* **Excerpted passage**:

-- START --

Drop Spindle Discussion - Page 17

scott.venables · #**241** (**permalink**) 08-09-2007, 01:51 AM

Thanks James. I'll run the calcs again with that formula and see what I get. Your formula is exactly the same except the spring constant is different. Are the units imperial (lbs/in, in)?

gtv27 · #**242** (**permalink**) 08-10-2007, 01:05 AM

re the offset thing, to get you head around the impact on the lever action on the torsion bar, imagine two scenarios (both extreme and hypothetical only for the purposes of understanding the geometry).

One where the offset is 3000mm positive and therefore the centre of the wheel is considerably inboard and another where it is 3000mm negative and the centre of the wheel is therefore considerably outboard

(if I got my negatives and positives mixed up, sorry, but you're smart and will work it out).

One scenario has a huge amount of leverage, the other doesn't. Which do you think has the softest wheel rate? Differences in reality are probably academic only.

In terms of ride height - offset itself shouldn't have an impact - the height of the axle will be the same regardless of the wheel offset (which is a side to side thing, not an up and down thing) - however using the extreme example, lots of negative camber and lots of negative offset (ie wide track) would lower the car. In the real world, it can't possibly have much impact.

Now, where's my calculator, I have some spring rates to work out!

scott.venables · #**243** (**permalink**) 08-10-2007, 05:40 AM

Hi Jason. I've thought and thought about this and I'm still not convinced. My main thing is that although the contact patch will be moved, there is still a force acting vertically under the bottom balljoint. This force is always vertical (or close enough) regardless of where the contact patch is.

I think about a 'T'. If you invert it, and the vertical part (the long bit) is fixed so that it can only move vertically, and you now apply a force under either ends of the top(crossbar?) the force acting vertically on the long part will be exactly the same regardless of where on the crossbar you push. That's how I rationalise it.

Ride height should change with offest if the wheel rate does. (the same weight or a 1m lever will deflect more than a the same weight on a .5m lever). I do agree that practically it probably won't make enough difference to worry about, but if you're trying to figure out torsion bar equivalencies, you need to get the formula right. I'm a practical person so I might try and experiment this weekend with it and see.

-- END --

* **Point placement records**:

-- START --

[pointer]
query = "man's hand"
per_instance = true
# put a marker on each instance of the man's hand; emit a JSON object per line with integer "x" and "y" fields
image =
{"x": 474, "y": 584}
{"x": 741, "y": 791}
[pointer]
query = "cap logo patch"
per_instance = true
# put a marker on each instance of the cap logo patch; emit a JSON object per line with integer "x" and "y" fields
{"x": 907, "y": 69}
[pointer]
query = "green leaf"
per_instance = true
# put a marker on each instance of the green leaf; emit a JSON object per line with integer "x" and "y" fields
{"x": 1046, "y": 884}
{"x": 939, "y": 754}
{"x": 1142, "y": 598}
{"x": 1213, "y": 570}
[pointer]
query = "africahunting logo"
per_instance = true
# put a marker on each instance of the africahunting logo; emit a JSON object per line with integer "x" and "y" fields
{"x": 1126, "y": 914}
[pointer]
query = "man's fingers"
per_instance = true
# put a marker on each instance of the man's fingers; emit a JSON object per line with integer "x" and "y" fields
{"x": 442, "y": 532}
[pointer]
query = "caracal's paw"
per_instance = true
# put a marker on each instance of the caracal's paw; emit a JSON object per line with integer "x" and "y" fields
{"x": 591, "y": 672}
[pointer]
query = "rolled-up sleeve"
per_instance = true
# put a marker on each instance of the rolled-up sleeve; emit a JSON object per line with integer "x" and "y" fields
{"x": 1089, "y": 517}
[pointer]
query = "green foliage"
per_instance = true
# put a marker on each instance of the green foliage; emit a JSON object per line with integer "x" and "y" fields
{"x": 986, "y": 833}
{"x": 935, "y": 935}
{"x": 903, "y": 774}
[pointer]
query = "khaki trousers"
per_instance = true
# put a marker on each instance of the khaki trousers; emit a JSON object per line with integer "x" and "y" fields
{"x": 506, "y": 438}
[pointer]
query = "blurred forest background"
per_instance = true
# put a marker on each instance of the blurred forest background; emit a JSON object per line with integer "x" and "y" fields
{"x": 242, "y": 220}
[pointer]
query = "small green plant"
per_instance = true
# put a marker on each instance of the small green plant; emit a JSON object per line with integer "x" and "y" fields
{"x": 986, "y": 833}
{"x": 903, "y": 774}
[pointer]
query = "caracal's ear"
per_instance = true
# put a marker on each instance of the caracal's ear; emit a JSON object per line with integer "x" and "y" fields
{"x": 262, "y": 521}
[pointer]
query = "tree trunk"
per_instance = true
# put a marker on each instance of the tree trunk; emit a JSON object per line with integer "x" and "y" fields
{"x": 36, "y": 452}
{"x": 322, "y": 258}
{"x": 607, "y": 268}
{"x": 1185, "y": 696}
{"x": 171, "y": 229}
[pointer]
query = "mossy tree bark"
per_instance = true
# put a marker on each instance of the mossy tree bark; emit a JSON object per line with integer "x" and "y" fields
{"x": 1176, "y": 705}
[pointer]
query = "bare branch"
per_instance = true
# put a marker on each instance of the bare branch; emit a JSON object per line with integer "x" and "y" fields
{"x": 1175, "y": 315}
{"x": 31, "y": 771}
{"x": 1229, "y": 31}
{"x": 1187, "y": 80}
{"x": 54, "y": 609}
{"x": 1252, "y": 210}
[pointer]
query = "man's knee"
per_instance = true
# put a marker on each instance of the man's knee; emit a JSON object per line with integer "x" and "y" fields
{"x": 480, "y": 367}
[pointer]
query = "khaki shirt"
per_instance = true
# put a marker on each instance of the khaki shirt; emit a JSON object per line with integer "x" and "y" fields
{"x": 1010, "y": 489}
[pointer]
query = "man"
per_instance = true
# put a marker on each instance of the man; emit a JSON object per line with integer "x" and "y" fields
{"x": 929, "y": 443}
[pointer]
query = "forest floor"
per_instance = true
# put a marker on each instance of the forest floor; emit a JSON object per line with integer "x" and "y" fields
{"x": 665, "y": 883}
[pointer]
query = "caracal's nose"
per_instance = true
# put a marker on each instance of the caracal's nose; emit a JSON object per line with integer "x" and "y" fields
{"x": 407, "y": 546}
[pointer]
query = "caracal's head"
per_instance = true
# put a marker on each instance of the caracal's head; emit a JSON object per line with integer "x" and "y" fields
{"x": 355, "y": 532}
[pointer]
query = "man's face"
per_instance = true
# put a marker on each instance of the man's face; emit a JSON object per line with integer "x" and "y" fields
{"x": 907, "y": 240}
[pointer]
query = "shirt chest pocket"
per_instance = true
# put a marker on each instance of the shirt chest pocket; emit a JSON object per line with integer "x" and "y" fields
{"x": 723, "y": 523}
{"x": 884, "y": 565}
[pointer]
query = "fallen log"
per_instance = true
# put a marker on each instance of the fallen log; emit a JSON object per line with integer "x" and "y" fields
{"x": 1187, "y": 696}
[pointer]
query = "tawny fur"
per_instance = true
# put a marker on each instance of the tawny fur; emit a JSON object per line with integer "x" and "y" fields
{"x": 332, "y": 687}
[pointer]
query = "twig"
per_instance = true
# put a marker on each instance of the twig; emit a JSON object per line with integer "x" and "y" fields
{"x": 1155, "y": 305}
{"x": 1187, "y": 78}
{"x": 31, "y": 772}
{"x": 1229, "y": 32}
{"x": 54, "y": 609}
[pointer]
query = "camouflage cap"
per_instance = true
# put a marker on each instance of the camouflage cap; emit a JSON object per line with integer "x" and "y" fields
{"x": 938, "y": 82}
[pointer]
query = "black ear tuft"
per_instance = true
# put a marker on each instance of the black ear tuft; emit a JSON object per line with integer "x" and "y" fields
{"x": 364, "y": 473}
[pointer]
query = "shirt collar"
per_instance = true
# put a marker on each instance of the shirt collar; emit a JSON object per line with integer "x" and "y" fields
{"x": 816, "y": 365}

-- END --

* **Exercises**:
**A.** Answer these questions about the drop spindle thread:
(i) Which units does scott.venables ask whether James's formula uses?
(ii) What offset values does gtv27 use for the two hypothetical scenarios?
(iii) What shape does scott.venables picture to show that the vertical force stays the same?
**B.** Duplicate the stretch of the drop spindle thread from "One where the" through "to work out!".

* **The answers**:
**A.**
(i) Imperial units (lbs/in, in).
(ii) 3000mm positive and 3000mm negative.
(iii) An inverted 'T'.

**B.**
One where the offset is 3000mm positive and therefore the centre of the wheel is considerably inboard and another where it is 3000mm negative and the centre of the wheel is therefore considerably outboard

(if I got my negatives and positives mixed up, sorry, but you're smart and will work it out).

One scenario has a huge amount of leverage, the other doesn't. Which do you think has the softest wheel rate? Differences in reality are probably academic only.

In terms of ride height - offset itself shouldn't have an impact - the height of the axle will be the same regardless of the wheel offset (which is a side to side thing, not an up and down thing) - however using the extreme example, lots of negative camber and lots of negative offset (ie wide track) would lower the car. In the real world, it can't possibly have much impact.

Now, where's my calculator, I have some spring rates to work out!